## What you need to do
Echo the lines below exactly, from the first one through the line containing "[372,117,487,160]", including that line, and nothing more.

— START —

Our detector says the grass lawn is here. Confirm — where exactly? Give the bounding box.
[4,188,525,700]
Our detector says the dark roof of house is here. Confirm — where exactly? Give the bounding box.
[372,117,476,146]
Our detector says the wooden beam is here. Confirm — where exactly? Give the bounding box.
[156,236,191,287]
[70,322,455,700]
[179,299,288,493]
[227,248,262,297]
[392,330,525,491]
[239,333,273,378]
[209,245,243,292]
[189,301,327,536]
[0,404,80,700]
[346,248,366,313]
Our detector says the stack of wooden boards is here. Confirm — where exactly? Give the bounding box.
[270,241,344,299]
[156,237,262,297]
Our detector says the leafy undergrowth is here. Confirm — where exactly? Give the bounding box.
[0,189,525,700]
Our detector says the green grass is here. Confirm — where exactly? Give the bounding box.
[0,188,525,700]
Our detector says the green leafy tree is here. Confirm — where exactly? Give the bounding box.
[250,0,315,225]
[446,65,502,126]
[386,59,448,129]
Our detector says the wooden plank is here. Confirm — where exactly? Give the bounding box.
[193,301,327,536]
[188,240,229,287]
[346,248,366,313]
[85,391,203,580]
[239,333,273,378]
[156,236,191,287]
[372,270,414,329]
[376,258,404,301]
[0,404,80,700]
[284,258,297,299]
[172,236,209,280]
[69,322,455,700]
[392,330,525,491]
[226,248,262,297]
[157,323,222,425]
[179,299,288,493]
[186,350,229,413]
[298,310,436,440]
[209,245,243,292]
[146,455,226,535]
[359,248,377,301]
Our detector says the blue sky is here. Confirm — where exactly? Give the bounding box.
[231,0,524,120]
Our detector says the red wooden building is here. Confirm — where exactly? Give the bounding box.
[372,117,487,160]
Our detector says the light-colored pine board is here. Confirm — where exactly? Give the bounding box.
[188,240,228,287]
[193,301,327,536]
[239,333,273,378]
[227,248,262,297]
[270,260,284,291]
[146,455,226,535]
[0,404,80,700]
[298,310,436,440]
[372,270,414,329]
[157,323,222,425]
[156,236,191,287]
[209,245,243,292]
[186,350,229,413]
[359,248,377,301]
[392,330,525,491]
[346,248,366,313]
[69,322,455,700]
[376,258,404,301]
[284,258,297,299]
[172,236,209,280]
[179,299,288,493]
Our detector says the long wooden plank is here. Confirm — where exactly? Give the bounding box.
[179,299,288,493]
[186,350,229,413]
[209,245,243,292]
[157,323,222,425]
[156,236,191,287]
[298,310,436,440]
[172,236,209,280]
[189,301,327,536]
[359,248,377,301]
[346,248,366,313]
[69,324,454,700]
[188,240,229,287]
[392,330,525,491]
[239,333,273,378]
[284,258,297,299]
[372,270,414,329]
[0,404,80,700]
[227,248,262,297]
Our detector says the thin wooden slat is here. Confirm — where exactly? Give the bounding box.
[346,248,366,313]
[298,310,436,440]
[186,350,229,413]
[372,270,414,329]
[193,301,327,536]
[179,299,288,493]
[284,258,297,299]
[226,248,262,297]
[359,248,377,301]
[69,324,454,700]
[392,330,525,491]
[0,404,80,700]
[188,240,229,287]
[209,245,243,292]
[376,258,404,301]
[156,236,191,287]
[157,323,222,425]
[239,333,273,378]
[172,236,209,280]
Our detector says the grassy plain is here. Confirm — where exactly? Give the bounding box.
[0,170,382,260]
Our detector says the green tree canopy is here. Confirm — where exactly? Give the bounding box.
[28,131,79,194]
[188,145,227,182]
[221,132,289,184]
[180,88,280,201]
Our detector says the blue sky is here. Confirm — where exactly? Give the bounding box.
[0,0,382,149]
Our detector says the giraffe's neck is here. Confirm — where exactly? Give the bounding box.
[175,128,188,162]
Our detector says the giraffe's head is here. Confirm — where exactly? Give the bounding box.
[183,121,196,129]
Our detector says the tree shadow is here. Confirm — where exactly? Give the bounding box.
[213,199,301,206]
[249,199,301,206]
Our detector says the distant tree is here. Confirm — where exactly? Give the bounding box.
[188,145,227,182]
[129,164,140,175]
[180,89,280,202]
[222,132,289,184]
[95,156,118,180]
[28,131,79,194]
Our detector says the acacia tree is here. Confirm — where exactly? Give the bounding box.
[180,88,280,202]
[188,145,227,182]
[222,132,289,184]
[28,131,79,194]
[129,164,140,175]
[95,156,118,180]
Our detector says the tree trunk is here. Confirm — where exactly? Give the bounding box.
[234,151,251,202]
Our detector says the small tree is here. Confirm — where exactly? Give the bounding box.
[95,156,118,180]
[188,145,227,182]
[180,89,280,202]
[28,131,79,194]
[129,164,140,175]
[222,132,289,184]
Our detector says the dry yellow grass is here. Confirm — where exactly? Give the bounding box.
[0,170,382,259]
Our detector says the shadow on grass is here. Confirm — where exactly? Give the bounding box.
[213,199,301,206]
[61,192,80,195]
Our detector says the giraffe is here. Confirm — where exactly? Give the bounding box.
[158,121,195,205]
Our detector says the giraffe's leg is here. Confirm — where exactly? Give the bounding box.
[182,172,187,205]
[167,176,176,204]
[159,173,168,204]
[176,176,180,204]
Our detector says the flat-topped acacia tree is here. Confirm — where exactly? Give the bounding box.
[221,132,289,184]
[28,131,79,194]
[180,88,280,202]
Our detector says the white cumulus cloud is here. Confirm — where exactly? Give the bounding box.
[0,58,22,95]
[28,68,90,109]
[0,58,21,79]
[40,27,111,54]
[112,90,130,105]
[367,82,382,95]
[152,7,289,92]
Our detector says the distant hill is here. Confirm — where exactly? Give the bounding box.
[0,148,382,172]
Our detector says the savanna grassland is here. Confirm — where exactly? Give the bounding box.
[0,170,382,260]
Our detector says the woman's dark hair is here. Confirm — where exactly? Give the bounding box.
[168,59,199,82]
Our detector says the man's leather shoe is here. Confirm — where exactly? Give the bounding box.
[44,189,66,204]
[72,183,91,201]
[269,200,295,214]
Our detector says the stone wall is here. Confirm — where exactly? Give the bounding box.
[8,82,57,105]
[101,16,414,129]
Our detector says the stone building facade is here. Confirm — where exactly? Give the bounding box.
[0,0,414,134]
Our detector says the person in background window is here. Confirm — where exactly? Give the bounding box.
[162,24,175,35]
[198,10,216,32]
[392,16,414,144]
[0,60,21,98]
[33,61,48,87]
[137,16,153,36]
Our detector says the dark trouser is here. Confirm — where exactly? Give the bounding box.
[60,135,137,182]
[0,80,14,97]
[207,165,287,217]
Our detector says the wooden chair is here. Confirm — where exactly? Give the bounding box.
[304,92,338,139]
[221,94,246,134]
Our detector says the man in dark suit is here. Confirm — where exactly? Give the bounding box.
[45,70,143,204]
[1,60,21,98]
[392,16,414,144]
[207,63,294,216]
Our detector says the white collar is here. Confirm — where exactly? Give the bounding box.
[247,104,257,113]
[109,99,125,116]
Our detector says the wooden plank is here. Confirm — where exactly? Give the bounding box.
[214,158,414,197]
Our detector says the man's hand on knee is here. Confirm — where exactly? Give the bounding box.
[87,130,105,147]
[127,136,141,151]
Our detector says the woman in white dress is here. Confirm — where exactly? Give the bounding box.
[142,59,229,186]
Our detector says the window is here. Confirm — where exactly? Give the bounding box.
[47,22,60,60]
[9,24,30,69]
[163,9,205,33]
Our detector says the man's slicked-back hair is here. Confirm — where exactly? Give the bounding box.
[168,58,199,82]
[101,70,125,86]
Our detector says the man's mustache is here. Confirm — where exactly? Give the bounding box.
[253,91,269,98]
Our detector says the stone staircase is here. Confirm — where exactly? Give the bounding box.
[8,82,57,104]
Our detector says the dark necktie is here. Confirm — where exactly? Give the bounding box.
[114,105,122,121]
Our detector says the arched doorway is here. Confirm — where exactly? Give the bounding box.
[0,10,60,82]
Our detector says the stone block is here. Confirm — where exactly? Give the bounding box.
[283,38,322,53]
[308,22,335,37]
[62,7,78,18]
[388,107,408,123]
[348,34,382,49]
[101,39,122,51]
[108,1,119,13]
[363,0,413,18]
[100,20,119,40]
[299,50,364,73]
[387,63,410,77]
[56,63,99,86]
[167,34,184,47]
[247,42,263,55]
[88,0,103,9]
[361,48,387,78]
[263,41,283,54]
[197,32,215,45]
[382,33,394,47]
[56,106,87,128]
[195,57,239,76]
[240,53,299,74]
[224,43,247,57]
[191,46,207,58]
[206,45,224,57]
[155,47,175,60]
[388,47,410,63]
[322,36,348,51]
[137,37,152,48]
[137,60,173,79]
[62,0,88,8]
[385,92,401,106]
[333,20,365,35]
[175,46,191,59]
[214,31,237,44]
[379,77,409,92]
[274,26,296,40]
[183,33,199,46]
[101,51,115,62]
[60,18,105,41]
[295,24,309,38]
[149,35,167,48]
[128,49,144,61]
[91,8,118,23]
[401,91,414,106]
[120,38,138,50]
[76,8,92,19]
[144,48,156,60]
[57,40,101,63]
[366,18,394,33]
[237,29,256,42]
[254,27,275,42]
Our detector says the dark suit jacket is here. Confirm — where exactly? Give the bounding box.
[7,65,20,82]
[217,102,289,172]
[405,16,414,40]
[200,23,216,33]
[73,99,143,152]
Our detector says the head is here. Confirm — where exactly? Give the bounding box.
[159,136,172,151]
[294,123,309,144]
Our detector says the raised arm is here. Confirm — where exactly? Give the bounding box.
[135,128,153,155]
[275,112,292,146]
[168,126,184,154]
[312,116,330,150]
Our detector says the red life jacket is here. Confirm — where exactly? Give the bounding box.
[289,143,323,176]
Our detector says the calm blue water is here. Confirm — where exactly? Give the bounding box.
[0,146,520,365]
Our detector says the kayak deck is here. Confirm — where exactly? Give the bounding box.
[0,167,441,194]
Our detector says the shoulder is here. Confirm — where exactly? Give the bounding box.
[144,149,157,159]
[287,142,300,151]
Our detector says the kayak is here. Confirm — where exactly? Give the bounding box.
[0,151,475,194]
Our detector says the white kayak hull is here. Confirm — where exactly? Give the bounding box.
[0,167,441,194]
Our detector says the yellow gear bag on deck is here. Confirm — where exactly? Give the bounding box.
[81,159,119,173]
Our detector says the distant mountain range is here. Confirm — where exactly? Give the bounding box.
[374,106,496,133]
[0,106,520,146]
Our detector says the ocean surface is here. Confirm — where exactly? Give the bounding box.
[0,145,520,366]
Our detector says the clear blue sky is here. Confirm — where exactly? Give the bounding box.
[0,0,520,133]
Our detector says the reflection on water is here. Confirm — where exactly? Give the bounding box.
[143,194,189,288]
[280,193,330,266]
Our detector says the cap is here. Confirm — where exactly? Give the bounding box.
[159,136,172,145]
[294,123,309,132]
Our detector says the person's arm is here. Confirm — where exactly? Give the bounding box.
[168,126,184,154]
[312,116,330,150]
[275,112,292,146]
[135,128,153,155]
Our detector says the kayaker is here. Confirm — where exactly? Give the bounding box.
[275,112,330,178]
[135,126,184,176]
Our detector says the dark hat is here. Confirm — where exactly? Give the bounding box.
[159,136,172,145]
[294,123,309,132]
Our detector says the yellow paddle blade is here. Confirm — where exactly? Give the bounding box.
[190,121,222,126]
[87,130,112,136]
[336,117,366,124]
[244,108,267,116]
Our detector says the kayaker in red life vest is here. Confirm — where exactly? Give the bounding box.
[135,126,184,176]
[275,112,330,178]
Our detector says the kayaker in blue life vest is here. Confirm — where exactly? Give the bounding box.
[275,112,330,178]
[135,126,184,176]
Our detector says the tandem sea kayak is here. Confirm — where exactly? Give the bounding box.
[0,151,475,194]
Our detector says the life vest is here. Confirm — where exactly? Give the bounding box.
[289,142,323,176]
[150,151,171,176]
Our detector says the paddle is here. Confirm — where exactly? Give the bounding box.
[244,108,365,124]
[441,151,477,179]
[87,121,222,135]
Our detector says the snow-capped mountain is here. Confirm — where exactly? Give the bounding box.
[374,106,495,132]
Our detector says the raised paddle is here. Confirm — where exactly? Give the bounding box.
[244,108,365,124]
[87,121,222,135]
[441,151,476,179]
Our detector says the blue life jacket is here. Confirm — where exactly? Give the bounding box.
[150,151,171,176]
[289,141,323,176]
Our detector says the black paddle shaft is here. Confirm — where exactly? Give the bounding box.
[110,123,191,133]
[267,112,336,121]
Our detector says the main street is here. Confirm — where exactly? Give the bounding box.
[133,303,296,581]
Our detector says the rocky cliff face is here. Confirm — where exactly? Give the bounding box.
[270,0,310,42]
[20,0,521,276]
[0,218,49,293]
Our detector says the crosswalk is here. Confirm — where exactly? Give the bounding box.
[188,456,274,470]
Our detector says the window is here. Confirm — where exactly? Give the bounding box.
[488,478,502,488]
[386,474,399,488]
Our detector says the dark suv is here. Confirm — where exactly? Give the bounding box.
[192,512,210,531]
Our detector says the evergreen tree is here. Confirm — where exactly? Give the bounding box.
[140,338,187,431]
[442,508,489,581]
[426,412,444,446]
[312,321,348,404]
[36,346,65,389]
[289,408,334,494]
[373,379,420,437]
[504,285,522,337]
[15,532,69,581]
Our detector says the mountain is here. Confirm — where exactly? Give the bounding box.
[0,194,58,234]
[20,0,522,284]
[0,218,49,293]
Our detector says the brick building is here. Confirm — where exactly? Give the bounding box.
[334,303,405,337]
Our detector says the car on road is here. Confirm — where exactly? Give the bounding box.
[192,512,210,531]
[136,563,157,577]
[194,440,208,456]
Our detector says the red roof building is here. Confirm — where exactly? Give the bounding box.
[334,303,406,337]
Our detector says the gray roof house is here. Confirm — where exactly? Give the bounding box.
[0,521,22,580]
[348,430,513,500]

— END —

## Response
Our detector says the grass lawn is here. Confirm — where exactly? Give the bounding box.
[4,188,525,700]
Our detector says the dark roof of house is here. Confirm — where exactly? Give the bounding box.
[372,117,476,146]
Our detector says the wooden beam is here. Confirm — where exactly? Give the bounding box.
[156,236,191,287]
[70,322,455,700]
[179,299,288,493]
[227,248,262,297]
[392,330,525,491]
[239,333,273,378]
[209,245,243,292]
[189,301,327,536]
[0,404,80,700]
[346,248,366,313]
Our detector says the stack of wooden boards is here. Confirm — where exactly? Give the bounding box.
[270,241,344,299]
[156,237,262,297]
Our detector says the leafy undergrowth is here. Confirm — where exactly? Give the bounding box.
[0,189,525,700]
Our detector says the green grass is here. Confirm — where exactly? Give the bounding box.
[0,188,525,700]
Our detector says the green leafy tree is here. Confirm — where exactly? Give the bounding box.
[250,0,315,225]
[446,65,502,126]
[386,59,448,129]
Our detector says the wooden plank is here. Confirm — where exactly? Give the bounding box.
[193,301,327,536]
[188,240,229,287]
[346,248,366,313]
[85,391,203,580]
[239,333,273,378]
[156,236,191,287]
[372,270,414,329]
[376,258,404,301]
[0,404,80,700]
[284,258,297,299]
[172,236,209,280]
[69,322,455,700]
[392,330,525,491]
[226,248,262,297]
[157,323,222,425]
[179,299,288,493]
[186,350,229,413]
[298,310,436,440]
[209,245,243,292]
[146,455,226,535]
[359,248,377,301]
Our detector says the blue sky is here. Confirm — where exactly? Give the bounding box.
[231,0,524,120]
Our detector says the red wooden building is here. Confirm — where exactly? Give the bounding box.
[372,117,487,160]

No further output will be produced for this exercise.